Print the lines of the listing without changes, from the line containing "Return one point per instance of the man in" through the end of the listing, with both ends included. Leave the pictures out of your answer.

::::::::

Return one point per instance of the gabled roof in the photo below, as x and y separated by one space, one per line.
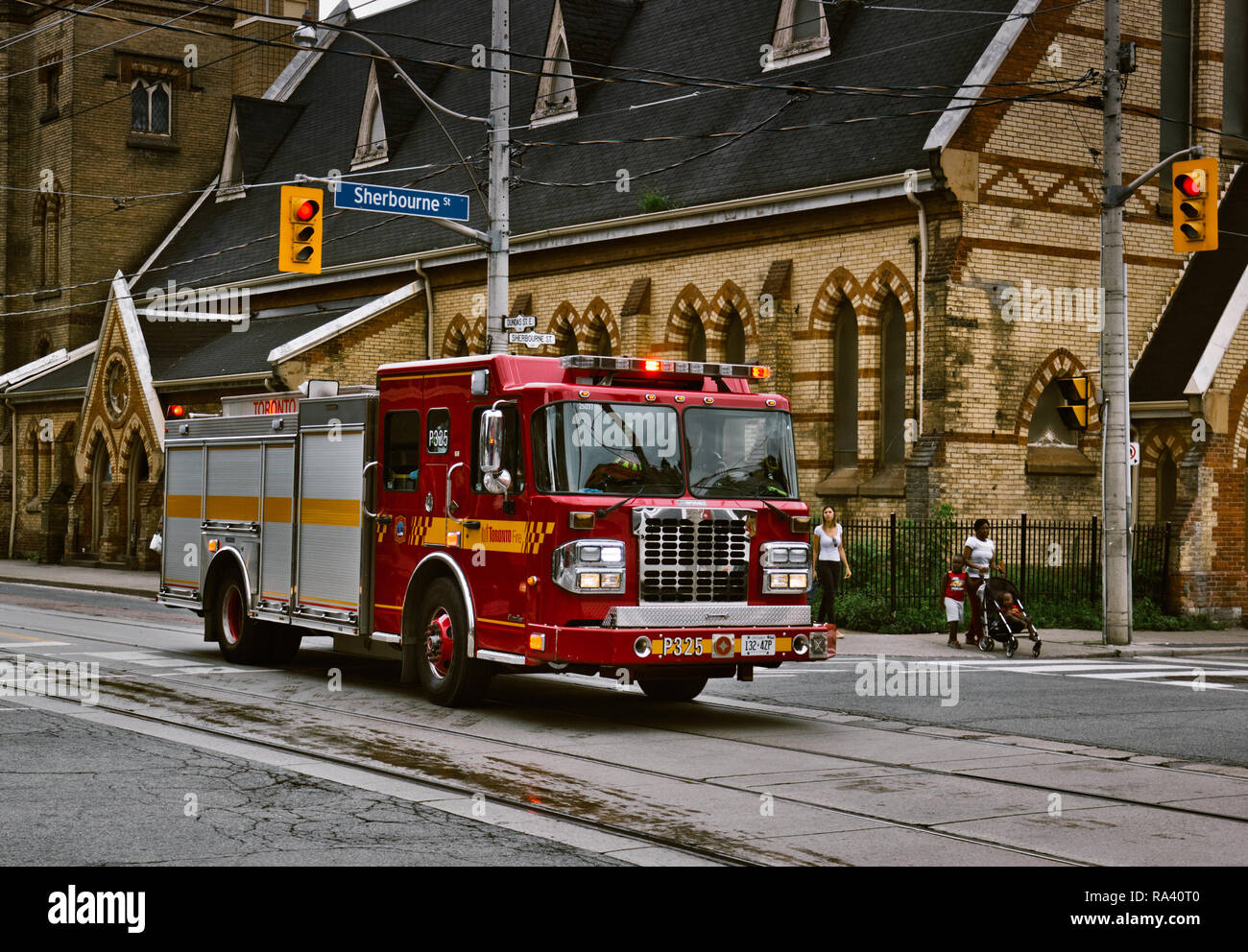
1194 311
262 125
875 48
70 373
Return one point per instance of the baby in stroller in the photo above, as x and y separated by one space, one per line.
1005 616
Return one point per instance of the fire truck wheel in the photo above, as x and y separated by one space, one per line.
449 678
244 640
683 689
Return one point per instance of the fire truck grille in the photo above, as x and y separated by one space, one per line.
682 560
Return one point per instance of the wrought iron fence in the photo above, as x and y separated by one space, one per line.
905 560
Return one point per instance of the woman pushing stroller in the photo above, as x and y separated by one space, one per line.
980 557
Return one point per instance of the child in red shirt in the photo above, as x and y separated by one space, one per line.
953 594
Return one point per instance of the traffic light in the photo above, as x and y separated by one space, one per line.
300 232
1073 410
1196 204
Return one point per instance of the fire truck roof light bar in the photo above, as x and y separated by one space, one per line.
652 365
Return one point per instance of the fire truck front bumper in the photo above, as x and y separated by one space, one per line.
639 647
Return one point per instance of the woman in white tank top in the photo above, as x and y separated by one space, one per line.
828 557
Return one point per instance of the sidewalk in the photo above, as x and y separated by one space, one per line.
71 577
1057 643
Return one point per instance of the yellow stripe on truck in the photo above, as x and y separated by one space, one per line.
277 508
329 512
233 508
182 507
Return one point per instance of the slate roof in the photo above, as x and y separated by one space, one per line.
704 37
262 125
1196 306
244 350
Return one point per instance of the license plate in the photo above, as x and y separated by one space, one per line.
754 645
685 647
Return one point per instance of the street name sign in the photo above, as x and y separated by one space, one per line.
531 340
400 201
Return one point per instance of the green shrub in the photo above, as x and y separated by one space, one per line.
656 202
912 619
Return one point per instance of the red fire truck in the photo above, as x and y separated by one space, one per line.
629 516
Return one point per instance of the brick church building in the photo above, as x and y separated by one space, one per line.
894 207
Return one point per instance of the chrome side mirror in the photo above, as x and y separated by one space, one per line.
498 483
490 450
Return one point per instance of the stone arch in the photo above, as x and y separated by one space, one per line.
132 428
598 320
1060 363
86 458
568 328
689 307
731 299
477 340
1164 438
456 340
885 279
837 287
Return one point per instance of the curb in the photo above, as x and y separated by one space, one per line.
83 586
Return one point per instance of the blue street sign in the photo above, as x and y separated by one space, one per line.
400 201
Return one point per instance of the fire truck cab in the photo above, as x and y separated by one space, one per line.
635 518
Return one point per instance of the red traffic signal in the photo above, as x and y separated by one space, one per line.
1190 185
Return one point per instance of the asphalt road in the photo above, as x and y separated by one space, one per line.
802 766
1192 709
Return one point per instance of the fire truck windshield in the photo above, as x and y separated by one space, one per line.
737 453
610 448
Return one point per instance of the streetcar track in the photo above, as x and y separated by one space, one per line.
704 852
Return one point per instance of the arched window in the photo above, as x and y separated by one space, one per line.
845 387
1046 425
893 382
150 107
697 341
1167 487
599 338
734 338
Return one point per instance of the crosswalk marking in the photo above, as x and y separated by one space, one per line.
1187 673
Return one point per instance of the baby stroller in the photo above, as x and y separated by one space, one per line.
999 626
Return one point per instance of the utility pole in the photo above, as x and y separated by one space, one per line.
497 266
1116 407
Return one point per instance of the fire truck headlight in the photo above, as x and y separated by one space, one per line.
577 566
786 582
784 554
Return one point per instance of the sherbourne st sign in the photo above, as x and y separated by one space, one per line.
400 201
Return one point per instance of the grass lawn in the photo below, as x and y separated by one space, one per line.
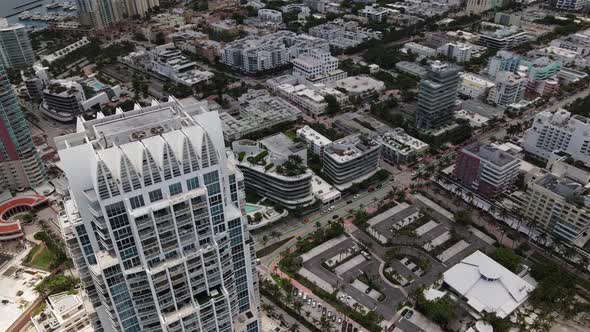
32 253
43 260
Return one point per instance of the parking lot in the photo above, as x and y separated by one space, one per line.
344 266
425 239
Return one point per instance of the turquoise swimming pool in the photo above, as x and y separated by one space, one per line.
251 208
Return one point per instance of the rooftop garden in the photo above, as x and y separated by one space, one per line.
56 88
259 158
292 167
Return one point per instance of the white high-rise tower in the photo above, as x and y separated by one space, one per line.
155 225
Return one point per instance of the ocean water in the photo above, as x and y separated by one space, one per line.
7 7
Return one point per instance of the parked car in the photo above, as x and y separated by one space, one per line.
409 314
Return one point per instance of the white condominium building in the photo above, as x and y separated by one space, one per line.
504 38
350 160
573 5
316 142
559 131
275 167
375 12
270 15
154 222
259 53
259 110
315 63
476 7
460 52
311 99
503 61
344 34
509 89
558 205
140 7
474 86
399 147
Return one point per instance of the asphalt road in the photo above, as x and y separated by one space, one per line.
295 226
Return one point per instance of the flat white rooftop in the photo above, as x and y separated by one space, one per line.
487 285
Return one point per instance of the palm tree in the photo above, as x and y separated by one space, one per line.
583 263
569 253
470 198
459 192
269 308
542 238
325 324
297 305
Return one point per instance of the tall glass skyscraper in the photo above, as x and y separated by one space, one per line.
155 223
99 14
16 51
20 165
437 95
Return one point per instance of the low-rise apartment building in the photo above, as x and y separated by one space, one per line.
63 312
311 99
486 169
316 142
258 110
360 86
344 34
275 167
168 61
399 147
420 50
558 205
503 38
559 131
474 86
350 160
508 89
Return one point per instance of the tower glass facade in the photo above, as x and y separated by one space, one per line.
16 51
20 165
437 96
154 223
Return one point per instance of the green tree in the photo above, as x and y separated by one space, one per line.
507 258
56 284
463 217
441 311
333 105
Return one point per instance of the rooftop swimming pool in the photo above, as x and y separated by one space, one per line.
251 208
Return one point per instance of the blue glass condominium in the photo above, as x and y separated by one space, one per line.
154 222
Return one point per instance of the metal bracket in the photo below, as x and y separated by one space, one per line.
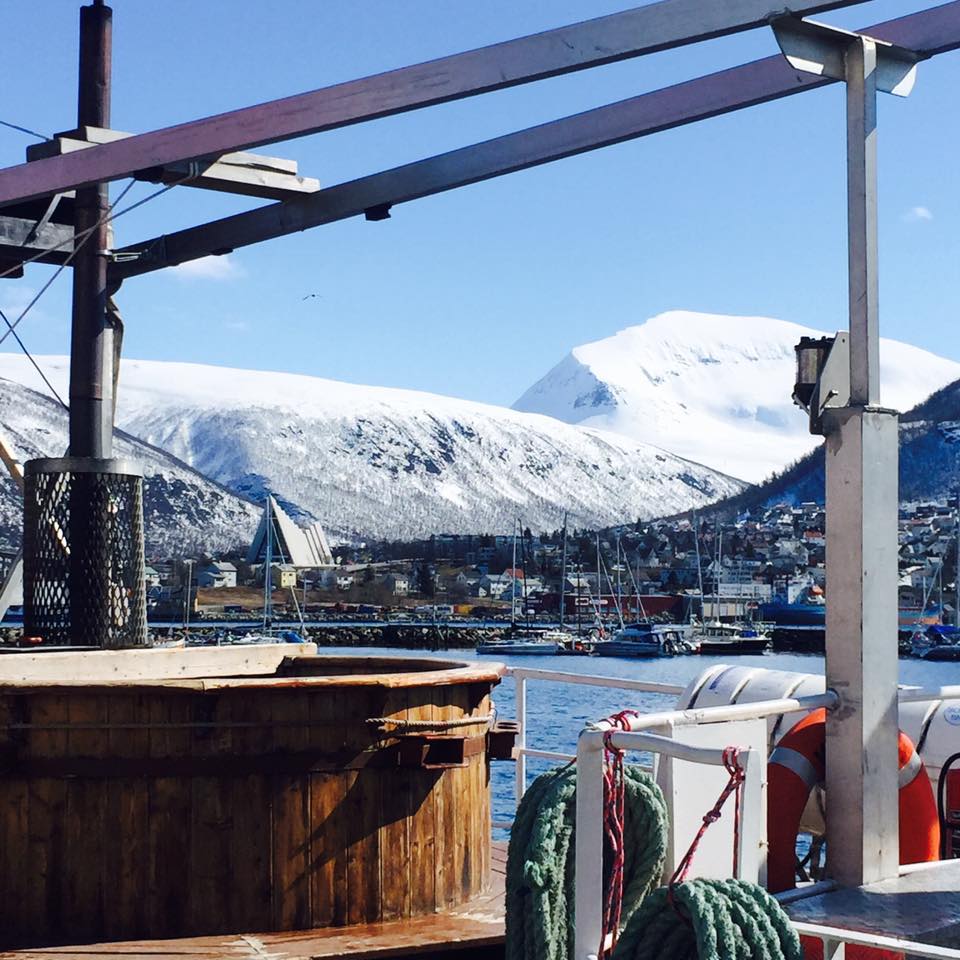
831 387
821 49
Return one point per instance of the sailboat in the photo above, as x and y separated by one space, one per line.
524 642
716 637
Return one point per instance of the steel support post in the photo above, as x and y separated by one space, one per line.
862 569
861 69
105 590
91 346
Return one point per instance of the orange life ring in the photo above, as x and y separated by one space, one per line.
797 764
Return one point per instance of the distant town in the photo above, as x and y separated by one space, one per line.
673 568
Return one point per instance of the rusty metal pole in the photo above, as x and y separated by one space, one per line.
91 534
91 347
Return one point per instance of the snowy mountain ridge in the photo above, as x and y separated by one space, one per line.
712 388
184 512
384 462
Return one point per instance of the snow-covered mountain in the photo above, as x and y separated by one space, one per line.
393 463
184 512
714 389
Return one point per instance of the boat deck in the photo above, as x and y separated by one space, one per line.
474 929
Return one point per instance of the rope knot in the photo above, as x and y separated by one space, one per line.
613 823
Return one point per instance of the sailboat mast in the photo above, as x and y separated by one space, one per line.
599 588
619 591
267 569
563 573
696 545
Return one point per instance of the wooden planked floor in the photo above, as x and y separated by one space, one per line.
474 926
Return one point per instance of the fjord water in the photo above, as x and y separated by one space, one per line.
556 712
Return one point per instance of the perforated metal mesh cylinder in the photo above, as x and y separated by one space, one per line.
83 564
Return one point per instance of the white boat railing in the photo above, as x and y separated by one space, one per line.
522 676
835 939
589 816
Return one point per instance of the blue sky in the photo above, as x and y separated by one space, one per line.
479 292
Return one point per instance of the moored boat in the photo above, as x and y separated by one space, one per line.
731 638
645 640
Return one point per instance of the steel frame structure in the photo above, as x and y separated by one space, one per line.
859 520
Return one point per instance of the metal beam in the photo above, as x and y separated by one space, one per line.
619 36
246 174
21 238
929 32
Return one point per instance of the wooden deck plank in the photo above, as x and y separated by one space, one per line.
478 923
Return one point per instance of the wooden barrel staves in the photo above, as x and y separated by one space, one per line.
333 791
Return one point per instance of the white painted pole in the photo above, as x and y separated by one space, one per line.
862 565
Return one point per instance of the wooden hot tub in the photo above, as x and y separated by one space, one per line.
327 791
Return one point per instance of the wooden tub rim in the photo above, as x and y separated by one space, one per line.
448 673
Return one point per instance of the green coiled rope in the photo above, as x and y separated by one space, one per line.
704 919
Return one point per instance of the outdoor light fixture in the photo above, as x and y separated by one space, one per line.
821 49
823 376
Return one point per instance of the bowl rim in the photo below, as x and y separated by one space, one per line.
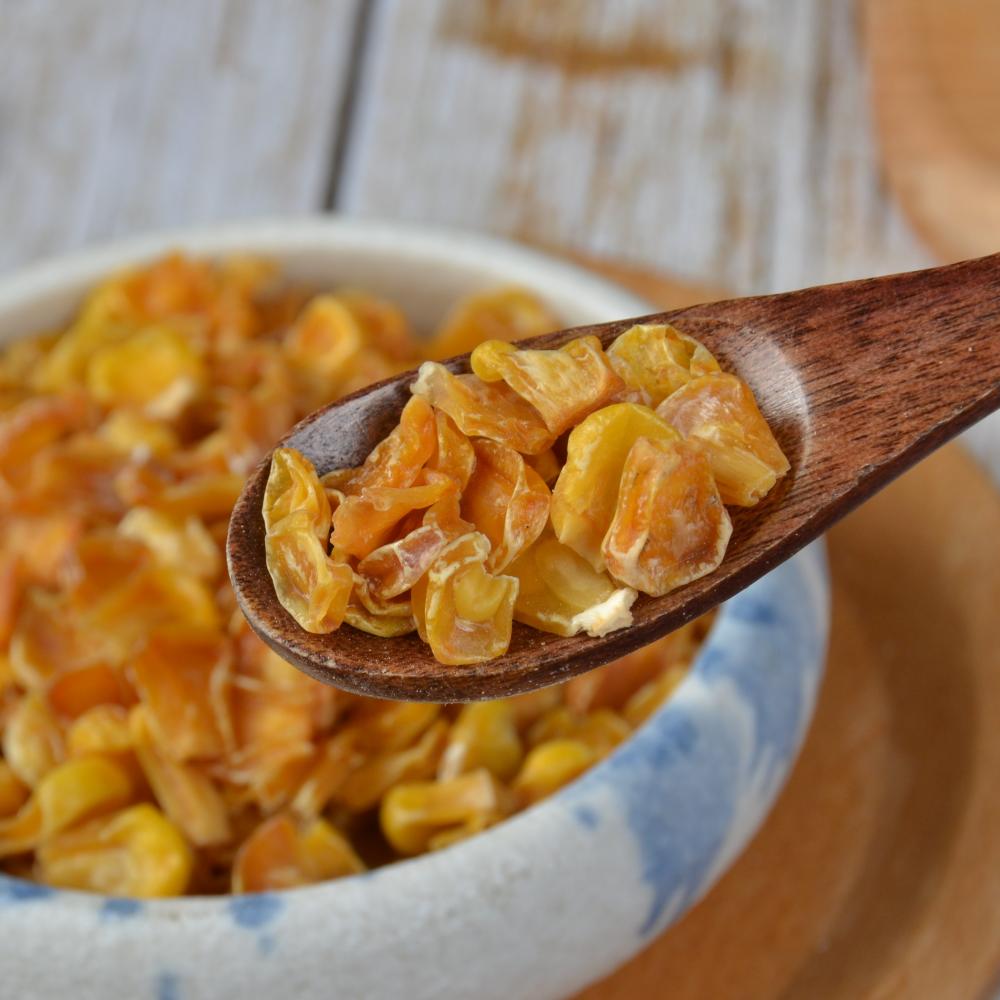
75 272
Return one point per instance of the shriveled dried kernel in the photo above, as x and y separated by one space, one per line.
135 852
504 314
586 493
483 409
278 855
564 385
311 587
186 794
463 612
183 678
506 500
453 454
721 412
293 486
669 526
411 814
32 741
551 765
655 360
366 522
157 369
561 593
181 543
653 694
485 735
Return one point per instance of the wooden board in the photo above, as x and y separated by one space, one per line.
878 873
726 142
936 88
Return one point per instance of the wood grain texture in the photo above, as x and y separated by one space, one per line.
118 116
726 142
936 89
844 377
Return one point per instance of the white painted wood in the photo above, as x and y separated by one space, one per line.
727 142
118 116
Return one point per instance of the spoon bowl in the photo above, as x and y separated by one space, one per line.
858 381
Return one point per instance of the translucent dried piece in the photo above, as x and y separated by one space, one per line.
366 522
669 526
277 855
32 740
135 852
367 783
721 412
293 486
561 593
311 587
396 461
186 794
484 735
506 500
181 675
502 314
551 765
655 360
157 369
453 454
463 612
411 814
483 409
563 385
585 495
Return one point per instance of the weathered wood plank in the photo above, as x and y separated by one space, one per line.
124 115
726 142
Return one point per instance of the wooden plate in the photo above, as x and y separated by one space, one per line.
878 873
935 73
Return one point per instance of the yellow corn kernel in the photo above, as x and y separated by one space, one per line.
412 814
484 735
550 766
136 852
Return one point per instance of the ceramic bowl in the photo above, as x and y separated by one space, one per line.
536 907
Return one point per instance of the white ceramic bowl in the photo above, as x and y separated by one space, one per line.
540 905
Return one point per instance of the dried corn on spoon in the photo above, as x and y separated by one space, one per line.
858 381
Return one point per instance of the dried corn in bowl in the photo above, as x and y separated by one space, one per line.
270 783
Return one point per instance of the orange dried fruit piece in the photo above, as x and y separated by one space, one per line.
483 409
365 522
585 495
563 385
485 735
157 369
670 526
463 612
561 592
292 485
311 587
655 360
135 852
280 855
503 314
183 678
721 412
413 813
395 461
188 796
453 454
506 500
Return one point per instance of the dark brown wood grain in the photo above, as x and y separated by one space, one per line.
858 381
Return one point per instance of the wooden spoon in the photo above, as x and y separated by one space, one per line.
858 381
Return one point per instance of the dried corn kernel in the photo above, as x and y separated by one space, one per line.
721 412
669 526
655 360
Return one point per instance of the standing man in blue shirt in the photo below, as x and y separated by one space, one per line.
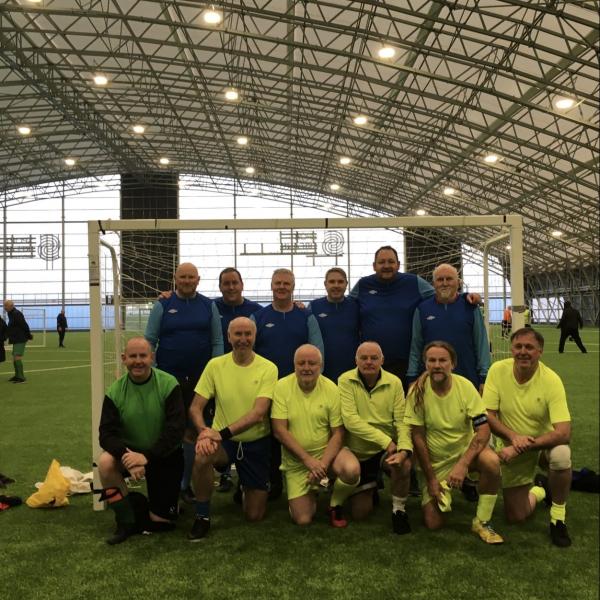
449 317
387 302
338 320
185 329
282 327
232 303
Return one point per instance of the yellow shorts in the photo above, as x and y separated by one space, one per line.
520 470
297 484
440 476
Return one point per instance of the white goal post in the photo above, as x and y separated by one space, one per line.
507 226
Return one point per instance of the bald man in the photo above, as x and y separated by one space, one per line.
18 334
241 383
449 317
141 429
373 407
185 330
307 420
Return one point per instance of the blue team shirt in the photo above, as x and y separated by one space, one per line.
461 325
279 334
387 309
340 329
188 334
229 312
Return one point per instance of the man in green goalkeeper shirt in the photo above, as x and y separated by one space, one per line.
450 436
306 419
528 412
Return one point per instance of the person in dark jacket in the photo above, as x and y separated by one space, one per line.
18 335
61 327
569 325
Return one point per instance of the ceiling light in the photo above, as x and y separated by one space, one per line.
211 16
232 95
564 103
100 79
386 52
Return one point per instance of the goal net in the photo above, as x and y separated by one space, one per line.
131 262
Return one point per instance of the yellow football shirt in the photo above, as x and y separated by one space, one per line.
310 416
235 389
447 420
529 408
373 418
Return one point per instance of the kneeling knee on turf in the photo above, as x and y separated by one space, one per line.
559 458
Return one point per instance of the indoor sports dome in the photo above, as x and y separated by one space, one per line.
140 134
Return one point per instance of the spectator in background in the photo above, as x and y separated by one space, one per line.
61 327
18 335
506 321
569 325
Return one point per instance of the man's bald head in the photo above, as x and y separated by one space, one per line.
446 283
138 358
186 280
307 366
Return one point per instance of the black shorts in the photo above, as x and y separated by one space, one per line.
252 461
163 479
371 472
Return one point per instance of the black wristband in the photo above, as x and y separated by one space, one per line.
225 433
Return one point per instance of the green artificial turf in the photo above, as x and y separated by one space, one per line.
60 553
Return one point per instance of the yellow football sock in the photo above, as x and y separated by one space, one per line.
485 507
341 491
558 512
538 492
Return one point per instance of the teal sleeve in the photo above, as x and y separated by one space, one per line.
425 289
152 332
482 346
415 365
314 335
216 333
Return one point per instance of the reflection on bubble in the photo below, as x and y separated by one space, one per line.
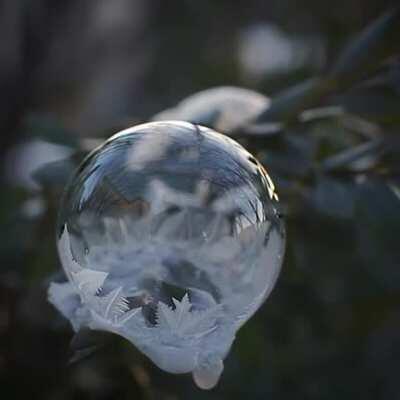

::::::::

## Solution for this task
Return one point per instance of the man in green goalkeeper shirt in the photo above, as x and y separated by one space, one per line.
450 436
306 419
528 412
Return one point per instance of the person in dark jacket in the photo above, as x and y separated by one space, one per line.
18 335
61 327
569 325
Return one point per instance of the ceiling light in the photo above, as x and y separated by one space, one per line.
211 16
232 95
564 103
100 79
386 52
Return one point per instance of the goal net in the photo above, as x and y separated by one space, one per line.
131 262
Return one point per instance of the yellow football shirt in the photo above, as x and y separated by one space, one per line.
310 416
235 389
447 420
529 408
373 418
Return one point per instance of the kneeling knee on turf in the photo above, as x and y separated by one space, one per line.
559 458
Return one point per instance of the indoor sports dome in the photo above, as x and y separated by one space, one per line.
140 134
Return one point per instance of the spectator in background in the photo above, as x and y separated by one space, one per line.
61 327
18 335
506 321
569 325
Return one point per instance of the man's bald head in the photo above, as x and y separated by one space, one per line.
446 283
138 358
186 280
307 366
Return one point per instance of the black shorts in the photo above, as x and y separated by one space, one per line.
252 461
163 479
371 472
Return one point per instance of the black wristband in the photo above, as x and y separated by one space, one per line.
225 433
Return one point per instance of the green artificial turf in the photo above, as x and y separated by one space, one per line.
60 553
Return one point per instance of the yellow football sock in the photo above, as x and y separated by one space, one per line.
485 507
341 491
558 512
538 492
Return one point per instance of the teal sleeve in the photo above, as x and y separated by one space, one per line.
425 289
152 332
482 346
415 365
314 335
216 333
Return one point per instance of the reflection on bubble in the photo below, as x and y separated by one space, one per line.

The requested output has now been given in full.